::: PAGE EXTRACT
And as climate change worsens, experts say the funds promised are not enough.
Research published by climate economist Nicholas Stern found that developing countries likely need $2 trillion (€1.8 trillion) for climate action every year by 2030.
The 2015 Paris Agreement’s 1.5C limit
It wasn’t until 2015 that a global pact to fight climate change was adopted by nearly 200 nations. It called on the world to collectively slash greenhouse gases.
But they decided it would be non-binding, so countries that didn’t comply couldn’t be sanctioned.
The Paris Agreement is widely considered the single biggest UN achievement in efforts to confront climate change. It was agreed upon eight years ago to a standing ovation at the plenary. Nations agreed to keep warming “well below” 2 degrees Celsius since pre-industrial times, and ideally no higher than 1.5 degrees Celsius.
::::::
::: PROVIDED MATERIAL
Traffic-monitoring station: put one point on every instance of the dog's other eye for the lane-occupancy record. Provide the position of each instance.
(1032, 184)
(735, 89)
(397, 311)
::::::
**ACTIVITY LIST:**
**1.** Answer these about the climate change excerpt, please:
(a) How much money does Nicholas Stern's research say developing countries likely need for climate action each year by 2030?
(b) What did nations decide about the 2015 pact that meant noncompliant countries couldn't be sanctioned?
(c) What is the ideal upper limit on warming that nations agreed to in the Paris Agreement?
**2.** Carry the climate change excerpt forward from its final sentence.

**RESULTS:**
**1.**
(a) $2 trillion (€1.8 trillion)
(b) They decided it would be non-binding.
(c) No higher than 1.5 degrees Celsius since pre-industrial times.

**2.**
Paris’ legacy continues, with the goal of limiting warming to 1.5 degrees still central to climate discussions. Scientists agree that the 1.5 threshold needs to be upheld because every tenth of a degree of warming brings even more disastrous consequences, in the form of extreme weather events, for an already hot planet.
The world hasn’t exceeded the limit set in the Paris Agreement – it has warmed around 1.1 or 1.2 degrees Celsius since the early 1800s – but is currently well on its way there, unless drastic emissions cuts are made quickly.
Glasgow’s 2021 pledge to ‘phase down’ coal
Six years after Paris, global warming had hit such a critical point that negotiators were looking to recommit to the goal of capping warming to the levels agreed in 2015.
Average temperatures were already 1.1 degrees Celsius higher than pre-industrial times.
The Glasgow summit was postponed until 2021 as the world was emerging from the COVID-19 pandemic. It included mass protests headlined by climate activist Greta Thunberg, who helped lead a global movement of youth activists to demand more action from leaders.
After last-minute disagreements over the language of the final document, countries agreed to “phase-down” coal, less strong than the original idea of a “phase-out.” India and China, two heavily coal-reliant emerging economies, pushed to water the language down.
Alok Sharma, COP26 President, fought back tears as he accepted this last-minute motion to weaken the language of the Glasgow Climate Pact.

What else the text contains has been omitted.